Exercise goal —
Count the lines of the data below that contain the string "glass". Give only the number.

-- Begin Record set --

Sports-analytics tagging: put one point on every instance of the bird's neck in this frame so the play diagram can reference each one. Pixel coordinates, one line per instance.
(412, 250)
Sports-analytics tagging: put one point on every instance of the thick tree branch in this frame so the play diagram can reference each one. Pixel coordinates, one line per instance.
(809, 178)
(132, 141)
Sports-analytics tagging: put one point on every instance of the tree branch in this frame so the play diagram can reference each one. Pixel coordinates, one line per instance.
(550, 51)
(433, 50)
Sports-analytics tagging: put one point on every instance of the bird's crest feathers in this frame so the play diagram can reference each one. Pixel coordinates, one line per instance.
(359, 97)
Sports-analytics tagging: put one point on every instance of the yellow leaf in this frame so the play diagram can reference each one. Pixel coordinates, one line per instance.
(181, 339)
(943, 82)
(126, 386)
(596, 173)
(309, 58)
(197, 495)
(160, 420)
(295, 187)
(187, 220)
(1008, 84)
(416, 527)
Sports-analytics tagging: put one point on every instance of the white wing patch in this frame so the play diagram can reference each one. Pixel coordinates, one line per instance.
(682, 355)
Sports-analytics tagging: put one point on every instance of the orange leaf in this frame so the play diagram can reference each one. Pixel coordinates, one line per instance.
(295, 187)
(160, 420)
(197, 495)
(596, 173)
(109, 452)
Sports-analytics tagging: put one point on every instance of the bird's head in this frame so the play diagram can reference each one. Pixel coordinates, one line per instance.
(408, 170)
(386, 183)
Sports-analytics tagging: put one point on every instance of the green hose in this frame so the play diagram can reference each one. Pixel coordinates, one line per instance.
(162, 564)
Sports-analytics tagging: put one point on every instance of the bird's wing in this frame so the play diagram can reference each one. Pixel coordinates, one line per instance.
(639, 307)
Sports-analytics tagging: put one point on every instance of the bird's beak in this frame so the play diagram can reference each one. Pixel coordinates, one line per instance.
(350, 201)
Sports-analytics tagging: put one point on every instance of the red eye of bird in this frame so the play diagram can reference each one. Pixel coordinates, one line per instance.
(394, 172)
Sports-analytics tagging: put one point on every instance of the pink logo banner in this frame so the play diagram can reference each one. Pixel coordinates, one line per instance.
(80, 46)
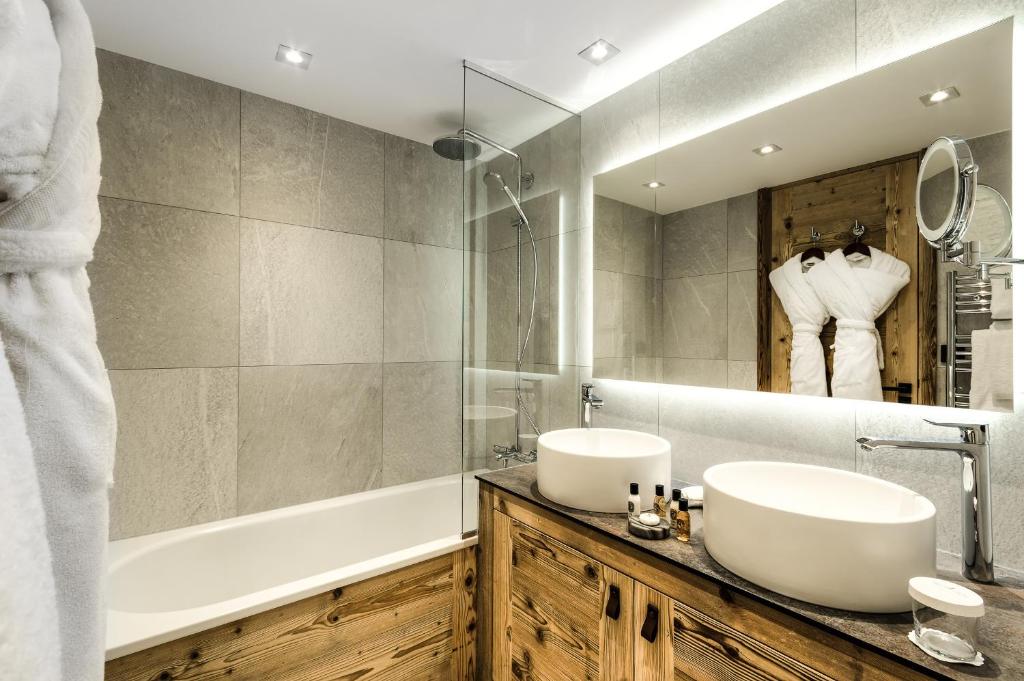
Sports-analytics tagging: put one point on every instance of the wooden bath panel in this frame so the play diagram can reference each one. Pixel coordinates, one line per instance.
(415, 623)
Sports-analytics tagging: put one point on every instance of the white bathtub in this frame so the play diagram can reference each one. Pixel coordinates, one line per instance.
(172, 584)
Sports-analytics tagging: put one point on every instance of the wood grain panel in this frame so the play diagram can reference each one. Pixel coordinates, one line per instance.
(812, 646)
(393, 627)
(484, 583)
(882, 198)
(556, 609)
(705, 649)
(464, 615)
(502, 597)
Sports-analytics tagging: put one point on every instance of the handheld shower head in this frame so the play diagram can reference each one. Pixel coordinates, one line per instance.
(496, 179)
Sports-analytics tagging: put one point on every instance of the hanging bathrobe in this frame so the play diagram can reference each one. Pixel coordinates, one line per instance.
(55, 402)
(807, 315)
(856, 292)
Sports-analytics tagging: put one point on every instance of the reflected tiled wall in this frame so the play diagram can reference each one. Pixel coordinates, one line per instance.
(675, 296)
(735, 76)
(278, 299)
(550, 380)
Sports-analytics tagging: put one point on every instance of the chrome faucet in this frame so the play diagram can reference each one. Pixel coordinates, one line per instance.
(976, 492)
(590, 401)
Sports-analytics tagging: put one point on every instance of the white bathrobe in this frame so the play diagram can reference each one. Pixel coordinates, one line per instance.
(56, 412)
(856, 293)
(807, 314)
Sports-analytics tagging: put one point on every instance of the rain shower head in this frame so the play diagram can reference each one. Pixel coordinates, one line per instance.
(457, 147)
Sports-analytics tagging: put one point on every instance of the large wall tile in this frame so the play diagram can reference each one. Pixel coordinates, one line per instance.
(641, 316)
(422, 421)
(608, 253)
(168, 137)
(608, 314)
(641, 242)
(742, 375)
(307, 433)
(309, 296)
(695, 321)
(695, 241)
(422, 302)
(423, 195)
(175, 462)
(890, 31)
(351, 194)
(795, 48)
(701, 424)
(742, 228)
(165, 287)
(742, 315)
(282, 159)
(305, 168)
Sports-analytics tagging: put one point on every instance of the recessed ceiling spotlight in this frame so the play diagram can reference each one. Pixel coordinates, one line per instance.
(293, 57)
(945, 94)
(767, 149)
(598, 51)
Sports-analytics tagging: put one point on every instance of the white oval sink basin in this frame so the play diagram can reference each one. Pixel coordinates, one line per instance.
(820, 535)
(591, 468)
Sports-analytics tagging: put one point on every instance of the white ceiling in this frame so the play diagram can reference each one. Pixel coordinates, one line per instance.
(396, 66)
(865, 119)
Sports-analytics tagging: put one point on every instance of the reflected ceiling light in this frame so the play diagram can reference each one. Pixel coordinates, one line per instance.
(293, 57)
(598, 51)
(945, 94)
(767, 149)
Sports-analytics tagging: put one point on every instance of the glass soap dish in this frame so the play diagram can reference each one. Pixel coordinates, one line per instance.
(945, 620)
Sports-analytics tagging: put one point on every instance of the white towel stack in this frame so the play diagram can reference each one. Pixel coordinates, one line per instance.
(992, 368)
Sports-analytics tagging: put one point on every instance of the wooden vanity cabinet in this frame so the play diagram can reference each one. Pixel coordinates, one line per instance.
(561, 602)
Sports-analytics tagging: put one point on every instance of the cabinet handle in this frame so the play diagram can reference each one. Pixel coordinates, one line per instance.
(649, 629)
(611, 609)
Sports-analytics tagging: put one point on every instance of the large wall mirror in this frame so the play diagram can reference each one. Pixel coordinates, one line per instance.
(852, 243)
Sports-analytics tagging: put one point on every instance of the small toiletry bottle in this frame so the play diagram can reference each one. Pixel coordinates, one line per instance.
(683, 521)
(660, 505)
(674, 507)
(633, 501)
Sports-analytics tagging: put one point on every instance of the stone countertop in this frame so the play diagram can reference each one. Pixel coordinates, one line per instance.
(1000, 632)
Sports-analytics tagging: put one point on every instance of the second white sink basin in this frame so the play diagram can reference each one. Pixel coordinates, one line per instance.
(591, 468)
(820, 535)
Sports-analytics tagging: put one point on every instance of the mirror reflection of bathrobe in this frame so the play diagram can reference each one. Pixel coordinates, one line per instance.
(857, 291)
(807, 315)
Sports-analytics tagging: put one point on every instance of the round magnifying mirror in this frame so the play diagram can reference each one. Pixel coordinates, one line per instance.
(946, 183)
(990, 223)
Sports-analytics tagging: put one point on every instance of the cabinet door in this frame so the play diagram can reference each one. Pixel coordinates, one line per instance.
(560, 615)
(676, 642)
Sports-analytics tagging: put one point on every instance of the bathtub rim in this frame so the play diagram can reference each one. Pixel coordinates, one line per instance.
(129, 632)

-- End Record set --
-- Begin Record set --

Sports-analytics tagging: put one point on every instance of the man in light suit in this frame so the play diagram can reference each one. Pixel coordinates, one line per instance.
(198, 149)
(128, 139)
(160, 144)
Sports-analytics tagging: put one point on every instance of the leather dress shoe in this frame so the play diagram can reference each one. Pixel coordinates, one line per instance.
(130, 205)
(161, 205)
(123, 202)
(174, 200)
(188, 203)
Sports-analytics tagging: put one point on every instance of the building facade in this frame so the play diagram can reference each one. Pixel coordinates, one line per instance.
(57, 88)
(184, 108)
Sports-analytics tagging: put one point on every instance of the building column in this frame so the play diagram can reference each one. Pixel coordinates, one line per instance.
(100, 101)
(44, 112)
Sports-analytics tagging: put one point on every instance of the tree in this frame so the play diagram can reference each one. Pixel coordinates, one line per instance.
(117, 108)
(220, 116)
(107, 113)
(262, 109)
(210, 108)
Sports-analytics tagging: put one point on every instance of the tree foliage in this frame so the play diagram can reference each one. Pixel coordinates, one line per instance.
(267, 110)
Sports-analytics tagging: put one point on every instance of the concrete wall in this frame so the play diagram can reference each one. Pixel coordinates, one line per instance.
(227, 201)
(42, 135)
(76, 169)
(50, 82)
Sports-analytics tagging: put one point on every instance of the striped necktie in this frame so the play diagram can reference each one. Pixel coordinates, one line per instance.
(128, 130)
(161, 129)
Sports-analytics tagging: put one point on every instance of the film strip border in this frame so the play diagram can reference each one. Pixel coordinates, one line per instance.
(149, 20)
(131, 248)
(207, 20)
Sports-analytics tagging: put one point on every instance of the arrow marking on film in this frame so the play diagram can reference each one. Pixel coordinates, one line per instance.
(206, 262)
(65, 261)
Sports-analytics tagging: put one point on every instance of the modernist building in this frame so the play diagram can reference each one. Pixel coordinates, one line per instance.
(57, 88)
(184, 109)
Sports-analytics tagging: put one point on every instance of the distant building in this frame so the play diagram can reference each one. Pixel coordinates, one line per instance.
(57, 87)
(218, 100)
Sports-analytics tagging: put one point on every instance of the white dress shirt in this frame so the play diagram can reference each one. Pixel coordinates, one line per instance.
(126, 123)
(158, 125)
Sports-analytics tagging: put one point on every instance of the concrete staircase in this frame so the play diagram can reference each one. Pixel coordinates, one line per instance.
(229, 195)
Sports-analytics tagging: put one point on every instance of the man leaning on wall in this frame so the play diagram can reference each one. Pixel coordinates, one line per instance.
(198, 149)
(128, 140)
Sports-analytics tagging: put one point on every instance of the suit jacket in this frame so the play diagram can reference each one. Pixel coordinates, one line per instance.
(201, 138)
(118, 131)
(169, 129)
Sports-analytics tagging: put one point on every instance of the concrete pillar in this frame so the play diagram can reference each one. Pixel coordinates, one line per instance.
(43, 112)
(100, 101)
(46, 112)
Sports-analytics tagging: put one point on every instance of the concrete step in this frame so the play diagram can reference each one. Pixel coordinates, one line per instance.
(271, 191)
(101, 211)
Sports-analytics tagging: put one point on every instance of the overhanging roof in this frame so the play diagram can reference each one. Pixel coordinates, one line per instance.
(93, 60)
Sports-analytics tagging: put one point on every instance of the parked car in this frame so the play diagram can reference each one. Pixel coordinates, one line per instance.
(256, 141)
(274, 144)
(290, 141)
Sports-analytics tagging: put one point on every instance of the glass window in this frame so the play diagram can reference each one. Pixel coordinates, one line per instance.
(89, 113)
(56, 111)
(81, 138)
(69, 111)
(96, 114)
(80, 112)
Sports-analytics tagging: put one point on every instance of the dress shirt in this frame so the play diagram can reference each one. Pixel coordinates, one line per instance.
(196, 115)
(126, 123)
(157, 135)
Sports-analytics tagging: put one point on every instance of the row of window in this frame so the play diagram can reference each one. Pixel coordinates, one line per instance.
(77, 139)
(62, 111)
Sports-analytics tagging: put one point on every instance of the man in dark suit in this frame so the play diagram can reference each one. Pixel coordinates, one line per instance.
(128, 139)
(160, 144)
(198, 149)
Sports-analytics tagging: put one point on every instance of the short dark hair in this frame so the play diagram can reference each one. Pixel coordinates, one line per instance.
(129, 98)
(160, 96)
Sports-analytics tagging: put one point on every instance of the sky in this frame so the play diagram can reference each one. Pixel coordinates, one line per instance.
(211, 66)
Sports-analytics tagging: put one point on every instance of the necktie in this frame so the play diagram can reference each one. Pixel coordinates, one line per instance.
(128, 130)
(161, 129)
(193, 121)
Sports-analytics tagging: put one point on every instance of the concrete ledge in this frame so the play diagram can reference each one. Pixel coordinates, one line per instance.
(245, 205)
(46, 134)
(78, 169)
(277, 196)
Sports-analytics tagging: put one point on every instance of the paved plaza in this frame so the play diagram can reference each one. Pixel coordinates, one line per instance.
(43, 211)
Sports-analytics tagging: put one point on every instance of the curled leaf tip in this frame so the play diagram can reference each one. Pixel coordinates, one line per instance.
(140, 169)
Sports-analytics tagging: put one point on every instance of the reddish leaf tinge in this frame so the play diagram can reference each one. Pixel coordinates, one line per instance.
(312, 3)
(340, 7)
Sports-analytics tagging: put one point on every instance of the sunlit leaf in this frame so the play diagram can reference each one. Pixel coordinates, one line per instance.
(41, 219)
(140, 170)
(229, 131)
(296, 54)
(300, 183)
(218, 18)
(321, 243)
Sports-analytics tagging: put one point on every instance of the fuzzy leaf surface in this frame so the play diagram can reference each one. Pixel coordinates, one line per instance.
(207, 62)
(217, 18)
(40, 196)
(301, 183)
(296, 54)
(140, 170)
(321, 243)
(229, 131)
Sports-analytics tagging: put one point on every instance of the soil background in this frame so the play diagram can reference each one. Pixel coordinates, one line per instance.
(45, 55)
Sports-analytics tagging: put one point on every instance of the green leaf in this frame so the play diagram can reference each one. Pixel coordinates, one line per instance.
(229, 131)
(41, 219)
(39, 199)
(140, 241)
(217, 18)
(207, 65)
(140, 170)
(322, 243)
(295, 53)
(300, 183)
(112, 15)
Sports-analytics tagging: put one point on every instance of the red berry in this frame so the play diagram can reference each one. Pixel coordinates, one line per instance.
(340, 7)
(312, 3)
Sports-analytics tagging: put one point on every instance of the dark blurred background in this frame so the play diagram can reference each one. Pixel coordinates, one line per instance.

-- End Record set --

Written solution —
2